___ SOURCE EXCERPT ___
And like the health exchanges for individuals, open enrollment for the SHOP exchanges starts on Oct. 1 — although some enrollment is being delayed in the ones run by the feds.
“It’s giving small businesses the kind of bargaining clout that big businesses always had,” Arensmeyer said. “It creates one-stop shopping for the small-business owner.”
There’s just one problem: For the first year, employees won’t actually have choices in most of the SHOP exchanges.
In all of the ones run by the feds — and remember, these are the ones that are stretched pretty thin — the Obama administration delayed the feature where small-business workers will be able to choose their health plans. So if you’re a small-business worker and you live in one of those states in 2014, your employer will just say, “Here’s your health plan” — like they do now.
If you live in one of the states that are running their own health exchanges, you’re more likely to have a choice of health plans — most of them will have employee choice in 2014. And you may get that choice in the federally run exchanges starting in 2015, but only if the Obama administration is able to get those marketplaces running more smoothly. The Department of Health and Human Services has a website where you can look up what kind of exchange your state has.
There’s also another feature of the law that was supposed to help small businesses: a tax credit to help the smallest ones buy health insurance. It has been around since 2010 on a smaller scale, but starting in 2014, they’ll be able to get a credit for up to 50 percent of their health care premium costs if they buy insurance through one of the SHOP exchanges.
It’s only for really small businesses, though — those that have fewer than 25 employees (or their “equivalents,” again), pay less than $ 50,000 a year in average wages and pay for at least half of the premiums themselves. And they only get the full credit if they have 10 or fewer full-time workers and their average wages are less than $ 25,000 a year.
That’s why the tax credits haven’t gotten a lot of use so far — they just haven’t been very helpful to small businesses, and many of the businesses at that level don’t offer health coverage anyway (and they wouldn’t be required to under Obamacare). Kuhlman of the NFIB calls it “underwhelming.”
But even if small-business owners aren’t sure they would qualify for the credit, Arensmeyer says they should at least talk to their accountant to check it out.
Who has to cover their workers
The issue that most people know about is the “employer mandate” — a loose term for a set of fines for businesses that don’t cover their workers. That’s a big issue for small businesses that might be right on the edge of 50 workers.
Starting in 2015, any employer with the equivalent of 50 or more full-time workers will have to pay a $ 2,000 annual fine for each worker — not counting the first 30 — if they don’t offer health coverage.
___ ENTRIES ___
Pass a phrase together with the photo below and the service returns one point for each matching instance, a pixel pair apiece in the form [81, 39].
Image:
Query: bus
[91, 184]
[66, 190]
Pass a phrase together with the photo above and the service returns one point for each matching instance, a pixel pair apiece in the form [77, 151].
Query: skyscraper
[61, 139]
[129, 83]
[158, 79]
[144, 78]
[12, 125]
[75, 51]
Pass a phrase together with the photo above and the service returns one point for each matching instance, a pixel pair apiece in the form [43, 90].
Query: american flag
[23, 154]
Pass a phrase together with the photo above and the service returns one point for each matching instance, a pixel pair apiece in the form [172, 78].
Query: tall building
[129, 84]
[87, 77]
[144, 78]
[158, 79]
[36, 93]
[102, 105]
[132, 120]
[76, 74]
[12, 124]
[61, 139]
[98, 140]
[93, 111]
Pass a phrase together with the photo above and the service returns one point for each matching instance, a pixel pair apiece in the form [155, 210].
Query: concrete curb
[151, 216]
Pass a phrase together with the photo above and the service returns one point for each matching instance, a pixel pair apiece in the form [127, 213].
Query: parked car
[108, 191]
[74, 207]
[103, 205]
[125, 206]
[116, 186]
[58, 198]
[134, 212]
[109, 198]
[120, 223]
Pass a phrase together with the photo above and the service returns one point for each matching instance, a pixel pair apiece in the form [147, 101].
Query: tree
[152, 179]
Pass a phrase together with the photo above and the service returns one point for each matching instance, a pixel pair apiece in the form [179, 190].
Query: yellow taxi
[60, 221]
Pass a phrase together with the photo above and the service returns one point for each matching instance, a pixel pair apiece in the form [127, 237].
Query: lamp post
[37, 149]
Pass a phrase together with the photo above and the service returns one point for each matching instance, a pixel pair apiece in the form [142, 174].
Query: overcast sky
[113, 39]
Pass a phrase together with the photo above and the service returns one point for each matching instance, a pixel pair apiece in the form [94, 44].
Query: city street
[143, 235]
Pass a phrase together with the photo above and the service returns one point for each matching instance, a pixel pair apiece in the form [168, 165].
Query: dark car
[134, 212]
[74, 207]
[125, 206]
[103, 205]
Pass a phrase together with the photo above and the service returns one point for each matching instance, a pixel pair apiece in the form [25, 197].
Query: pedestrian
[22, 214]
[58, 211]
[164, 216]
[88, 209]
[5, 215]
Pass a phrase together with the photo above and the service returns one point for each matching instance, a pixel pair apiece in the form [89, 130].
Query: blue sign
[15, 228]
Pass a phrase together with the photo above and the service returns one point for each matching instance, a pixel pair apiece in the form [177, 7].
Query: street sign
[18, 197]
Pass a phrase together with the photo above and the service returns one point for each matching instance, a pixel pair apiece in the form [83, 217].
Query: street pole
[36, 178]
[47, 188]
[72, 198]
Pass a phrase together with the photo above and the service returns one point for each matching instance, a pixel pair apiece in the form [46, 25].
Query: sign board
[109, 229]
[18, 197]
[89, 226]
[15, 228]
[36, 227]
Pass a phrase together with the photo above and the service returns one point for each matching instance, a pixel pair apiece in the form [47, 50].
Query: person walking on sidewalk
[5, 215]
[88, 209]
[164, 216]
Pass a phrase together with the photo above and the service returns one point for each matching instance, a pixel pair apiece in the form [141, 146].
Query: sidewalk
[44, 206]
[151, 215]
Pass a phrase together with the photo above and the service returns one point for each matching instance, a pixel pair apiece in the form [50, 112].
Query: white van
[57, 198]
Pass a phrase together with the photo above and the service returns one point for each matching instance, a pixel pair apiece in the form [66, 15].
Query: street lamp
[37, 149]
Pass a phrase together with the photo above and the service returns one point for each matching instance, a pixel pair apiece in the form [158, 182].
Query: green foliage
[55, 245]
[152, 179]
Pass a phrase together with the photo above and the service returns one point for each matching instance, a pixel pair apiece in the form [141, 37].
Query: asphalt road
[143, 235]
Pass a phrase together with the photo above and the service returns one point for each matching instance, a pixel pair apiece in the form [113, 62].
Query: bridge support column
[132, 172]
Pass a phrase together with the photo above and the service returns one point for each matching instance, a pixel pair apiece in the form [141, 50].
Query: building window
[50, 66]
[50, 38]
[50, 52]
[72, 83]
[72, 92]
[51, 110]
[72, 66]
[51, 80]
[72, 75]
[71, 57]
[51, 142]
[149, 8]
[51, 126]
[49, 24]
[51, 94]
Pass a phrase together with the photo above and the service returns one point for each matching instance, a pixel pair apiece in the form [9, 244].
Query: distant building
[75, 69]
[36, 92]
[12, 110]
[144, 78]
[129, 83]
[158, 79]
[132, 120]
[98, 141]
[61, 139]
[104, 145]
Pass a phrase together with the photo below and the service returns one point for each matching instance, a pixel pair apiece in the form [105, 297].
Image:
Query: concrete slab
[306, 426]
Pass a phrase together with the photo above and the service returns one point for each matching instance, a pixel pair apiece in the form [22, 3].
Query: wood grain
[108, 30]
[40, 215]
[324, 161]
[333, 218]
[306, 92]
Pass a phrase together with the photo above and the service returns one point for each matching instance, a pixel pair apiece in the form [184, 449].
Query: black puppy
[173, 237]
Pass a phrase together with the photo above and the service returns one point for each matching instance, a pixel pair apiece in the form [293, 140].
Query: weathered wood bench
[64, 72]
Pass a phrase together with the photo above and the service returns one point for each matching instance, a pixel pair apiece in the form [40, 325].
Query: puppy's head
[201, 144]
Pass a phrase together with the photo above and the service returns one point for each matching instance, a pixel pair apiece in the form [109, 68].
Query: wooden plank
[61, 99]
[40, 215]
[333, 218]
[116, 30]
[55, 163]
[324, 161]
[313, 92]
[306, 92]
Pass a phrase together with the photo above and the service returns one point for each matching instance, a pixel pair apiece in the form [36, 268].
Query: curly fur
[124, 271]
___
▶ [PROBLEMS TO WORK ON]:
A – According to the excerpt on small businesses and the health law, what share of their health care premium costs can the smallest businesses get back as a tax credit starting in 2014?
B – Continue the excerpt on small businesses and the health law, picking up after its final sentence.

▶ [RESULTS OF THE TASKS]:
A – Up to 50 percent, if they buy insurance through one of the SHOP exchanges.

B –
And if they do offer health coverage, it has to meet the law’s “affordability test.” A worker shouldn’t have to pay more than 9.5 percent of his or her income for self-only coverage, and the plan shouldn’t cover less than 60 percent of the costs. If the coverage fails either of those tests, the employer will have to pay a $ 3,000 annual fine for each worker that goes to a health exchange for coverage and gets a subsidy for it.
The catch, though, is that it’s not just businesses with 50 actual full-time workers. It also applies to any business that has the equivalent of 50 full-time workers. In other words, when they add in their part-time or seasonal employees, their hours will add up to at least a few more full-time people.
Who counts as a full-timer? Anyone who worked at least 30 hours. That’s one of the biggest complaints restaurants and retailers have about the law — 30 hours just isn’t a standard anyone uses. But it’s in the law now, and it’s leading to the creation of complicated formulas — like the one the National Restaurant Association lays out in its own Obamacare primer — to help businesses figure out whether they meet the 50-worker threshold.
It’s a particular problem for the retail and restaurant industries, and that what’s leading to all the stories about pizza chains warning that they’ll have to charge more for their pizzas. But Neil Trautwein, vice president and employee benefits policy counsel at National Retail Federation, calls the employer penalty issue “a relatively discrete problem for a certain number of smaller employers.”
Obama administration officials say 96 percent of businesses in the United States are too small to be hit by the coverage requirements, and of the ones that are big enough to fall under the mandate, more than 90 percent already offer health coverage.
That doesn’t mean businesses won’t try to get that 30-hour standard changed, though — some lawmakers have introduced bills to raise the bar to 40 hours a week, and Trautwein says he “could see that issue catching legs.” The only problem, though, will be getting even such a small tweak through Congress, since many Republicans don’t want to do anything to help Obamacare work better.